** Start Excerpt provided **

What’s the Deal with Data?
If you read my post on the best tech video ever, you will know that I will always prefer plaintext files over pretty much every other format. In that article I explain how the simplicity of plaintext and the flexibility of unix tools make text not only easier to work with, but remarkably powerful, and un-killable if you know how to use git.
The problem with text is that there is a kind of limit to what it can be used for without adding more abstraction to it. Let’s say you want structured data, similar to the kind you might find in a spreadsheet. You’ll run into an issue with plaintext because it doesn’t force a structure itself. It’s freedom becomes a vice in that context. You’ll have the freedom to mess up the data.
The next step up is the CSV format. Simple, comma-deliminated plaintext is very easy to work with and it can be imported into tools like Excel and Pandas. That’s pretty sweet. It has a couple of issues. If you aren’t using a spreadsheet application to edit data, it’s remarkably easy to add a rogue comment and mess up the structure of the file. And on the subject of rogue commas, if you include commas in the data field (fairly easy to do if you insert json objects into the document), it can turn a really simple task into a difficult one. You could switch to a TSV file where the delimeter is tabs, but you’ll run into the same problem eventually.

** End Excerpt provided **
** Start Records supplied **

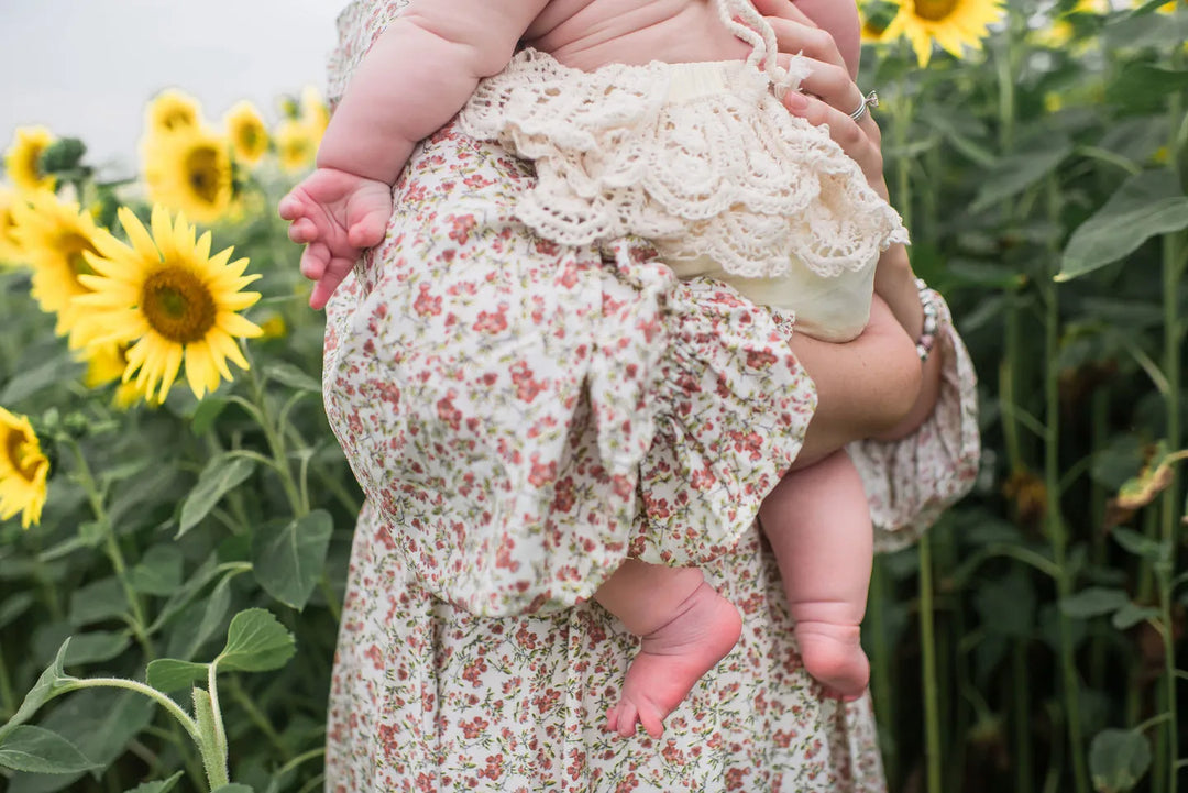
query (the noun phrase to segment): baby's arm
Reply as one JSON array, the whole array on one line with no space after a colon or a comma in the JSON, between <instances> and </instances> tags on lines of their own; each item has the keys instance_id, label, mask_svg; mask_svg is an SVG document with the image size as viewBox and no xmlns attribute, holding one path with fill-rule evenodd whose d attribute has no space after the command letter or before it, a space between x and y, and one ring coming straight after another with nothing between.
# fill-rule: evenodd
<instances>
[{"instance_id":1,"label":"baby's arm","mask_svg":"<svg viewBox=\"0 0 1188 793\"><path fill-rule=\"evenodd\" d=\"M317 151L317 169L280 201L302 272L326 305L365 248L384 239L391 185L423 138L449 121L481 78L511 59L548 0L413 0L352 77Z\"/></svg>"}]
</instances>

** End Records supplied **

# Required work:
Write out everything from "The problem with" down to "up the data." in the post about data, swapping "structured data" for "tabular data".

# Answer to the exercise:
The problem with text is that there is a kind of limit to what it can be used for without adding more abstraction to it. Let’s say you want tabular data, similar to the kind you might find in a spreadsheet. You’ll run into an issue with plaintext because it doesn’t force a structure itself. It’s freedom becomes a vice in that context. You’ll have the freedom to mess up the data.